*Questions to answer*.
- A) According to the passage about ICU capacity, what was the mortality rate at the Jewish General's ICU during the first wave?
- B) Rewrite everything in the passage about ICU capacity from "As an example" down to "20 per cent.", with "New York City" changed to "NYC".

[Opening Supplied text section]

To this point, doctors have been able to offer medical treatment to all who need it. But that could change if the number of new cases per day doesn't drop. The ER doctor, who asked to remain anonymous as they did not have authorization to speak to media, said they believe if that doesn't happen, doctors may be forced to make decisions on who receives care and who is left to die.

“I think 100 per cent that's a legitimate concern,” they said. “It's my biggest fear to have, to have to turn someone away who needs it. 'Sorry, I have no ventilator for you.' Because if I have no ventilators, I can physically intubate you, the tube is a cheap piece of plastic. But if I have no ventilator, then there's nothing I can do for you. And it happened in Italy, a first world country six months ago. It would be naive, when we're almost hitting 3000 cases a day, to think that it can't happen here.”

As an example of how bad things can get, Warshawsky pointed to New York City ICUs during the first wave, where mortality rates in ICUs hit 85 per cent. The mortality rate at the Jewish General's ICU during that time was 20 per cent.

“We're all looking at how to increase capacity to take care of the non-stop wave of patients coming to our emergency rooms,” said Warshawky. “Particularly in Montreal, we're not sure we're going to have the capacity to take care of all those people. We're very worried about that.”

[Closing Supplied text section]
[Opening Supplied material section]

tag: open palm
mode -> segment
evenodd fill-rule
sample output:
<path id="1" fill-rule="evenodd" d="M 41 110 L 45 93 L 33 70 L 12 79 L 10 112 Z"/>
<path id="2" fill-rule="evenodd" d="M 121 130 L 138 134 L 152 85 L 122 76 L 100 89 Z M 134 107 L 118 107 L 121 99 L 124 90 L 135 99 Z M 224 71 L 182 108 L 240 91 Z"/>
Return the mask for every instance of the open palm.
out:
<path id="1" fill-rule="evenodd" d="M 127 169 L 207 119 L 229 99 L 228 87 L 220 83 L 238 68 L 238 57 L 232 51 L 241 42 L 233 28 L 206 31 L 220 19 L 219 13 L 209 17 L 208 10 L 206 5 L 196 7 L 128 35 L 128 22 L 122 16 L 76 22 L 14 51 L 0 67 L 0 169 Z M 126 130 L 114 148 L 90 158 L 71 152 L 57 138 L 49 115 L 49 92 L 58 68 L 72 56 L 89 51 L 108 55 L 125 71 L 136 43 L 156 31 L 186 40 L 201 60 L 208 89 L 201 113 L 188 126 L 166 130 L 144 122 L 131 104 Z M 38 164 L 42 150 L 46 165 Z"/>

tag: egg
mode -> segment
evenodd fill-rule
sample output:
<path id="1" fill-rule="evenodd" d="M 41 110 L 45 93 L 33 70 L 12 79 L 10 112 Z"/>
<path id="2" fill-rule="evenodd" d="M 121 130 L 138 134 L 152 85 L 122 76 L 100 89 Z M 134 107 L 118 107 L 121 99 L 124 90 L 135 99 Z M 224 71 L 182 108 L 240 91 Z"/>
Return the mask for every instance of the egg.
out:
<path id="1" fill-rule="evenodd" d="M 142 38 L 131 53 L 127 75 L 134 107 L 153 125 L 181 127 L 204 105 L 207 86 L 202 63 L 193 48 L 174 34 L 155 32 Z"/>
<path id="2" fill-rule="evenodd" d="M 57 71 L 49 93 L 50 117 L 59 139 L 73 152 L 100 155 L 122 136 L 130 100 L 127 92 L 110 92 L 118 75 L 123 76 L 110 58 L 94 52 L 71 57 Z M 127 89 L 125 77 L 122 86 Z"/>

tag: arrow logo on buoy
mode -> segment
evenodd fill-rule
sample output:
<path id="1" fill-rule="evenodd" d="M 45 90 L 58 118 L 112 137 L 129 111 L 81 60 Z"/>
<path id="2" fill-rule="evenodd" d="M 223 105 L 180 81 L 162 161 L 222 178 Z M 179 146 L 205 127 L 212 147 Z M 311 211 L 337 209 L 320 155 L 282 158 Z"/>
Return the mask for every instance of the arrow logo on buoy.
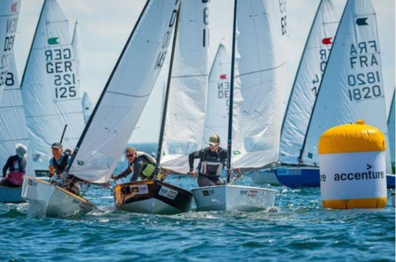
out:
<path id="1" fill-rule="evenodd" d="M 358 26 L 368 26 L 368 24 L 366 22 L 367 20 L 367 17 L 364 17 L 363 18 L 357 18 L 356 20 L 356 23 Z"/>

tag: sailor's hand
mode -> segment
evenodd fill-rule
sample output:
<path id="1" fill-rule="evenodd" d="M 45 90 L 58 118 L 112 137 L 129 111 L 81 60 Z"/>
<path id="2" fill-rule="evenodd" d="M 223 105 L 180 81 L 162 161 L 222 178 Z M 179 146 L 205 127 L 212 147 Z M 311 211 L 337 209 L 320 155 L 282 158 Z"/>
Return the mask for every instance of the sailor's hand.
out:
<path id="1" fill-rule="evenodd" d="M 197 173 L 196 173 L 196 172 L 194 170 L 190 170 L 190 175 L 192 175 L 194 177 L 197 177 Z"/>

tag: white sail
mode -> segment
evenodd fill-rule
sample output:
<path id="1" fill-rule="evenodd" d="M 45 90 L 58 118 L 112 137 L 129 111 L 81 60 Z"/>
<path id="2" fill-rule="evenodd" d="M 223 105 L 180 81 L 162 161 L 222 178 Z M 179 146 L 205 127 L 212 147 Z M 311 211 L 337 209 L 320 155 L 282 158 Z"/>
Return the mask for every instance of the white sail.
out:
<path id="1" fill-rule="evenodd" d="M 96 182 L 111 176 L 162 67 L 180 2 L 147 1 L 76 148 L 69 174 Z"/>
<path id="2" fill-rule="evenodd" d="M 389 143 L 388 144 L 390 149 L 391 160 L 392 166 L 395 167 L 395 91 L 393 92 L 392 103 L 388 118 L 388 130 L 389 132 Z"/>
<path id="3" fill-rule="evenodd" d="M 87 92 L 84 92 L 83 95 L 82 104 L 83 107 L 83 114 L 84 115 L 84 121 L 85 124 L 88 123 L 90 119 L 91 114 L 92 114 L 92 111 L 94 110 L 94 107 L 92 106 L 92 102 L 91 101 L 90 97 L 88 96 Z"/>
<path id="4" fill-rule="evenodd" d="M 321 0 L 292 87 L 281 133 L 279 160 L 298 162 L 308 123 L 341 14 Z"/>
<path id="5" fill-rule="evenodd" d="M 189 171 L 188 154 L 199 149 L 207 89 L 208 3 L 184 1 L 180 9 L 162 143 L 161 166 Z"/>
<path id="6" fill-rule="evenodd" d="M 0 100 L 10 63 L 19 16 L 20 0 L 0 1 Z"/>
<path id="7" fill-rule="evenodd" d="M 35 166 L 41 161 L 48 167 L 65 125 L 64 148 L 73 148 L 84 129 L 71 44 L 67 18 L 56 1 L 45 1 L 21 83 Z"/>
<path id="8" fill-rule="evenodd" d="M 222 146 L 227 146 L 231 71 L 231 56 L 220 44 L 209 74 L 202 145 L 207 144 L 209 136 L 216 134 L 220 137 Z"/>
<path id="9" fill-rule="evenodd" d="M 73 51 L 74 52 L 74 57 L 75 57 L 76 75 L 77 76 L 77 81 L 78 82 L 79 88 L 80 87 L 81 84 L 81 55 L 83 53 L 81 51 L 81 36 L 80 33 L 80 26 L 78 25 L 78 22 L 76 21 L 76 24 L 74 25 L 74 30 L 73 32 L 73 38 L 71 41 L 71 44 L 73 46 Z"/>
<path id="10" fill-rule="evenodd" d="M 237 4 L 231 166 L 259 168 L 276 161 L 279 150 L 286 4 Z"/>
<path id="11" fill-rule="evenodd" d="M 319 138 L 338 125 L 363 119 L 387 138 L 384 93 L 375 12 L 369 0 L 349 0 L 315 101 L 302 164 L 318 165 Z"/>
<path id="12" fill-rule="evenodd" d="M 4 166 L 9 157 L 15 155 L 15 144 L 21 143 L 28 148 L 26 174 L 34 177 L 30 140 L 12 52 L 6 76 L 0 101 L 0 167 Z"/>

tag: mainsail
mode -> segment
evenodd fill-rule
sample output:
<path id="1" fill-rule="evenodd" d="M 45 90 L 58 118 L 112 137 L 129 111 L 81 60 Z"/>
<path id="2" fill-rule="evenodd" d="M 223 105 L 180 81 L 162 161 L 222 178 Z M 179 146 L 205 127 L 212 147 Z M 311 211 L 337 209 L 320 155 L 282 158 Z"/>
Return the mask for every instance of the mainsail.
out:
<path id="1" fill-rule="evenodd" d="M 4 166 L 8 157 L 15 154 L 15 144 L 21 143 L 28 148 L 26 175 L 34 177 L 30 140 L 12 52 L 6 79 L 0 101 L 0 167 Z"/>
<path id="2" fill-rule="evenodd" d="M 169 87 L 161 166 L 187 174 L 188 154 L 199 149 L 207 89 L 208 1 L 181 5 Z"/>
<path id="3" fill-rule="evenodd" d="M 92 106 L 92 102 L 91 101 L 90 97 L 87 92 L 84 92 L 83 95 L 82 104 L 83 114 L 84 115 L 84 121 L 87 124 L 90 119 L 94 108 Z"/>
<path id="4" fill-rule="evenodd" d="M 392 167 L 395 167 L 395 91 L 393 91 L 392 102 L 391 104 L 391 110 L 389 111 L 389 117 L 388 118 L 388 130 L 389 132 L 389 148 L 391 151 L 391 160 Z M 394 171 L 393 173 L 395 173 Z"/>
<path id="5" fill-rule="evenodd" d="M 0 1 L 0 100 L 1 99 L 18 25 L 20 0 Z"/>
<path id="6" fill-rule="evenodd" d="M 220 44 L 209 74 L 205 128 L 201 145 L 207 144 L 209 137 L 213 134 L 220 137 L 223 146 L 227 145 L 231 71 L 231 55 L 225 47 Z"/>
<path id="7" fill-rule="evenodd" d="M 338 125 L 363 119 L 388 137 L 383 83 L 374 9 L 369 0 L 348 0 L 308 125 L 302 164 L 319 164 L 319 138 Z"/>
<path id="8" fill-rule="evenodd" d="M 316 93 L 341 14 L 330 0 L 321 0 L 308 36 L 286 107 L 279 160 L 297 164 Z"/>
<path id="9" fill-rule="evenodd" d="M 31 151 L 47 166 L 65 125 L 65 148 L 75 146 L 84 128 L 75 64 L 67 18 L 56 1 L 47 0 L 21 83 Z"/>
<path id="10" fill-rule="evenodd" d="M 76 147 L 69 173 L 107 182 L 165 60 L 180 1 L 148 0 Z"/>
<path id="11" fill-rule="evenodd" d="M 259 168 L 278 159 L 286 12 L 283 0 L 237 3 L 233 145 L 229 152 L 233 168 Z"/>

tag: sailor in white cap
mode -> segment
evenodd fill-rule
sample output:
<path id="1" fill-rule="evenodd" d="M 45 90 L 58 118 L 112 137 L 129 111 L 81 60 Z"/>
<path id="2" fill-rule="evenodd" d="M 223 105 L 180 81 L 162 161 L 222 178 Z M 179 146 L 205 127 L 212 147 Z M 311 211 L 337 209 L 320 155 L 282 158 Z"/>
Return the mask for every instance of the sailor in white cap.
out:
<path id="1" fill-rule="evenodd" d="M 3 178 L 0 181 L 2 186 L 18 187 L 22 185 L 28 149 L 25 145 L 18 143 L 15 145 L 15 152 L 16 155 L 9 157 L 3 167 Z"/>

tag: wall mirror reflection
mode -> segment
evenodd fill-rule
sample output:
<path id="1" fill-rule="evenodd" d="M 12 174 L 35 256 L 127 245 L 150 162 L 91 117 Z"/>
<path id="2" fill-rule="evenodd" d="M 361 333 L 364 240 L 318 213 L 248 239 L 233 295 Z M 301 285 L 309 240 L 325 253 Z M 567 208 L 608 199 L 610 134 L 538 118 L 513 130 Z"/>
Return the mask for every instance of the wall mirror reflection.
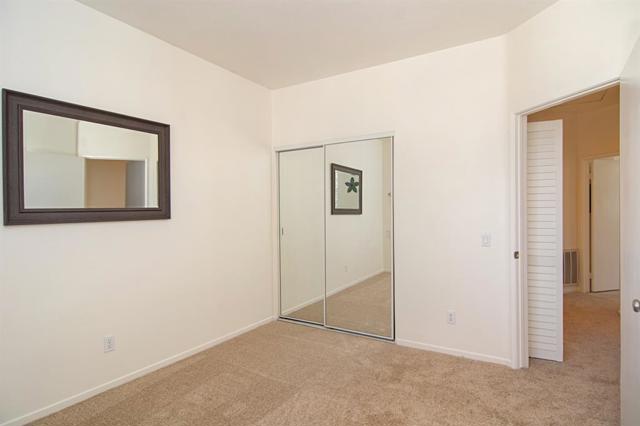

[Closing Supplied material section]

*Answers for this exercise*.
- A) 20 per cent

- B)
As an example of how bad things can get, Warshawsky pointed to NYC ICUs during the first wave, where mortality rates in ICUs hit 85 per cent. The mortality rate at the Jewish General's ICU during that time was 20 per cent.